Update the data below by replacing every "Result" with "Output", keeping everything else unchanged.

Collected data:

------------------------------

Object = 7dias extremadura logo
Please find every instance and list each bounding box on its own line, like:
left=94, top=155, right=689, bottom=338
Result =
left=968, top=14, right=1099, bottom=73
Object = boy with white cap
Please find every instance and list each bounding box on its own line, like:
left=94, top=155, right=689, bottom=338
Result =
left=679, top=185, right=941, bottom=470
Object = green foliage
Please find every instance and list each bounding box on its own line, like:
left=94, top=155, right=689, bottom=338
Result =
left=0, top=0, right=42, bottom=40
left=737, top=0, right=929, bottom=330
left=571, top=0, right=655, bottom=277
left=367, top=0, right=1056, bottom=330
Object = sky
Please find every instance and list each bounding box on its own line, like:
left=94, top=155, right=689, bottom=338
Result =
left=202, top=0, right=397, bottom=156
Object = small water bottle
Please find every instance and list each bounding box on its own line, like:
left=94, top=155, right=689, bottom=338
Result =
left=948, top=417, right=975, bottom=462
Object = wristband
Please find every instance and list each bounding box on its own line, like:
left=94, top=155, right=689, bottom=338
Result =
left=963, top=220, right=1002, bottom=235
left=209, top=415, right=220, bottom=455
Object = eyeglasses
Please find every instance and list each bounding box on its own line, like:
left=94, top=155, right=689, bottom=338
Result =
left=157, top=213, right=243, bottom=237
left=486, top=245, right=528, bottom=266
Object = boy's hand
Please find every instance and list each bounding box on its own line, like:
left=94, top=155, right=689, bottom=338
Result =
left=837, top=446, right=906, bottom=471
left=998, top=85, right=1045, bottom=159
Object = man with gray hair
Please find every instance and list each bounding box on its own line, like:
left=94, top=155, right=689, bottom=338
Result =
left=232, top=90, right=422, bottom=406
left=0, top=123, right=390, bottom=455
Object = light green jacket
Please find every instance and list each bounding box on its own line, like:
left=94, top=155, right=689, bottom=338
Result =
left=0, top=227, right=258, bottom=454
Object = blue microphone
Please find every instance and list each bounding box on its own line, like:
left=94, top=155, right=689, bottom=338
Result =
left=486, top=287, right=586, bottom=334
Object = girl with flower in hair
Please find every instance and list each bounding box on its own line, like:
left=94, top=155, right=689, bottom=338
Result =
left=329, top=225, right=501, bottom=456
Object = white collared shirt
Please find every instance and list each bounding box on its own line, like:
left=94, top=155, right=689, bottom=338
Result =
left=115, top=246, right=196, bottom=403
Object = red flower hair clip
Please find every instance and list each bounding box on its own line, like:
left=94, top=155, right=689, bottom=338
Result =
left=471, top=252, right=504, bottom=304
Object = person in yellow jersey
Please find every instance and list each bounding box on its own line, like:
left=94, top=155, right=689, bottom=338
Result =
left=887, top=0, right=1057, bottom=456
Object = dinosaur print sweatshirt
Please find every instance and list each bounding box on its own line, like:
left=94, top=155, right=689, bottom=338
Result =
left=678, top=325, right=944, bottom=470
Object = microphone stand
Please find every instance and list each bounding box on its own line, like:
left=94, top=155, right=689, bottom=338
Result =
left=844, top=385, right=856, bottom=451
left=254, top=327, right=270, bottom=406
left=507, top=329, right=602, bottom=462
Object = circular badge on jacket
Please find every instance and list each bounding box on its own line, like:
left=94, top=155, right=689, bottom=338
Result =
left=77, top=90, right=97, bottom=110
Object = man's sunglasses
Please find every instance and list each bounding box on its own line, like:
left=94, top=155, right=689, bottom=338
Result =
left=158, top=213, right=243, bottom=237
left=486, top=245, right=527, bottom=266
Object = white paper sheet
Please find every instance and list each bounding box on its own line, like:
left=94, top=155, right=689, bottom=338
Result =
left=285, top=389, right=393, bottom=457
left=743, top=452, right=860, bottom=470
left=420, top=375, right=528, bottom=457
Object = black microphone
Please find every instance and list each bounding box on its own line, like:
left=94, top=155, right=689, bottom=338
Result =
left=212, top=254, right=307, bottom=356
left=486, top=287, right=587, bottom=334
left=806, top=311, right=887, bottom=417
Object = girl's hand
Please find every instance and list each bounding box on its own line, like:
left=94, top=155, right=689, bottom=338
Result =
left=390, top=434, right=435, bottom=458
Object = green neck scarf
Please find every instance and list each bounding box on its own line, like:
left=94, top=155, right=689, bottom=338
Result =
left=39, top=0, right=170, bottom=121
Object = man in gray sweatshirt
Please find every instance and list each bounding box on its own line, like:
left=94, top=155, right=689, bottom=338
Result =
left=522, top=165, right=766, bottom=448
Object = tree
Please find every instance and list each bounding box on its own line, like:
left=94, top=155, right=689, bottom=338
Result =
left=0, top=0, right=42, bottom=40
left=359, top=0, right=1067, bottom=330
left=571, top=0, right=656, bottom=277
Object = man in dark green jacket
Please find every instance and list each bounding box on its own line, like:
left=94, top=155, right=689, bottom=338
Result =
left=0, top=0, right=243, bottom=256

------------------------------

• WRITTEN SOLUTION:
Object = 7dias extremadura logo
Please find every instance and list each bounding box on its own line, like:
left=94, top=155, right=689, bottom=338
Output =
left=968, top=14, right=1099, bottom=73
Object = boy with white cap
Please find every instance and list each bounding box on its own line, like:
left=94, top=155, right=689, bottom=338
Output =
left=679, top=185, right=941, bottom=470
Object = green foliage
Please find every instance and list each bounding box on its own line, like:
left=94, top=155, right=689, bottom=338
Output =
left=0, top=0, right=42, bottom=40
left=737, top=0, right=929, bottom=330
left=571, top=0, right=655, bottom=277
left=367, top=0, right=1056, bottom=330
Object = sky
Please find every instance and list each bounding box on its own line, like:
left=94, top=155, right=689, bottom=338
Output =
left=202, top=0, right=397, bottom=156
Object = small water bottle
Please find every instance and list each bounding box on its own line, like:
left=94, top=155, right=689, bottom=338
Output =
left=948, top=417, right=975, bottom=462
Object = wristband
Please find every instance and list each bounding box on its own line, like:
left=94, top=155, right=689, bottom=338
Output =
left=963, top=220, right=1002, bottom=235
left=209, top=415, right=220, bottom=455
Object = eyeglasses
Please find every instance and list each bounding box on its own line, like:
left=94, top=155, right=689, bottom=338
Output =
left=157, top=213, right=243, bottom=237
left=486, top=245, right=528, bottom=266
Object = boy's hand
Please find every instance and list each bounding box on its own line, like:
left=94, top=155, right=689, bottom=338
Output =
left=837, top=446, right=906, bottom=471
left=998, top=85, right=1045, bottom=159
Object = man with gray hair
Please find every instance and list each bounding box on its own line, like:
left=94, top=155, right=689, bottom=338
Output =
left=232, top=90, right=422, bottom=406
left=0, top=123, right=390, bottom=455
Object = light green jacket
Please find every instance and list each bounding box on its own line, like:
left=94, top=155, right=689, bottom=338
Output =
left=0, top=227, right=258, bottom=454
Object = blue microphone
Please find every instance and list each bounding box on its own line, like:
left=94, top=155, right=689, bottom=338
Output =
left=486, top=287, right=586, bottom=334
Object = girl with flower in hair
Please find every instance and list each bounding box on its own line, like:
left=94, top=155, right=689, bottom=338
Output =
left=329, top=225, right=501, bottom=456
Object = white collared shirt
Please find every instance and list each bounding box on its own line, like:
left=94, top=155, right=689, bottom=338
Output =
left=115, top=246, right=196, bottom=403
Object = red flower hair clip
Please find every instance and list each bounding box on its own line, like:
left=94, top=155, right=689, bottom=338
Output =
left=471, top=252, right=504, bottom=304
Object = person in yellow jersey
Please find every instance and list each bounding box on its own line, like:
left=94, top=155, right=689, bottom=338
Output =
left=887, top=0, right=1057, bottom=456
Object = dinosaur print sweatshirt
Please find every instance and list each bounding box on its own line, like:
left=94, top=155, right=689, bottom=338
Output =
left=678, top=325, right=944, bottom=470
Object = microphone stand
Please find every instance and list each bounding box on its own line, like:
left=94, top=155, right=689, bottom=338
Output =
left=844, top=385, right=856, bottom=451
left=254, top=327, right=270, bottom=406
left=507, top=329, right=602, bottom=462
Object = circular badge on jacket
Please find every instance and list each bounding box on its own line, like:
left=94, top=155, right=689, bottom=338
Output =
left=77, top=90, right=97, bottom=110
Object = man's sunglasses
Please find every instance and list each bounding box on its own line, like:
left=94, top=155, right=689, bottom=338
Output =
left=158, top=213, right=243, bottom=237
left=486, top=245, right=527, bottom=266
Object = white paper sheet
Please find every instance and list each bounding box on its own line, like:
left=94, top=155, right=689, bottom=338
Output =
left=285, top=389, right=393, bottom=457
left=743, top=452, right=860, bottom=470
left=420, top=375, right=528, bottom=457
Object = black microphone
Please find every instance and list each bounding box on its own line, like:
left=94, top=155, right=689, bottom=338
Output =
left=212, top=254, right=307, bottom=356
left=486, top=287, right=587, bottom=334
left=806, top=311, right=887, bottom=417
Object = girl's hand
Please find every instance and list each bounding box on its own line, like:
left=94, top=155, right=689, bottom=338
Output =
left=390, top=434, right=435, bottom=458
Object = green neck scarf
Please find every instance and list each bounding box on its own line, like:
left=94, top=155, right=689, bottom=338
Output =
left=39, top=0, right=170, bottom=121
Object = man in gray sweatshirt
Please find every instance and list each bounding box on its own line, like:
left=94, top=155, right=689, bottom=338
Output =
left=522, top=165, right=766, bottom=448
Object = tree
Please find every instance and list each bounding box on its own line, like:
left=94, top=155, right=689, bottom=338
Output =
left=0, top=0, right=42, bottom=40
left=359, top=0, right=1067, bottom=330
left=571, top=0, right=656, bottom=277
Object = man in dark green jacket
Please find every instance and list each bounding box on its own line, like:
left=94, top=155, right=689, bottom=338
Output =
left=0, top=0, right=243, bottom=256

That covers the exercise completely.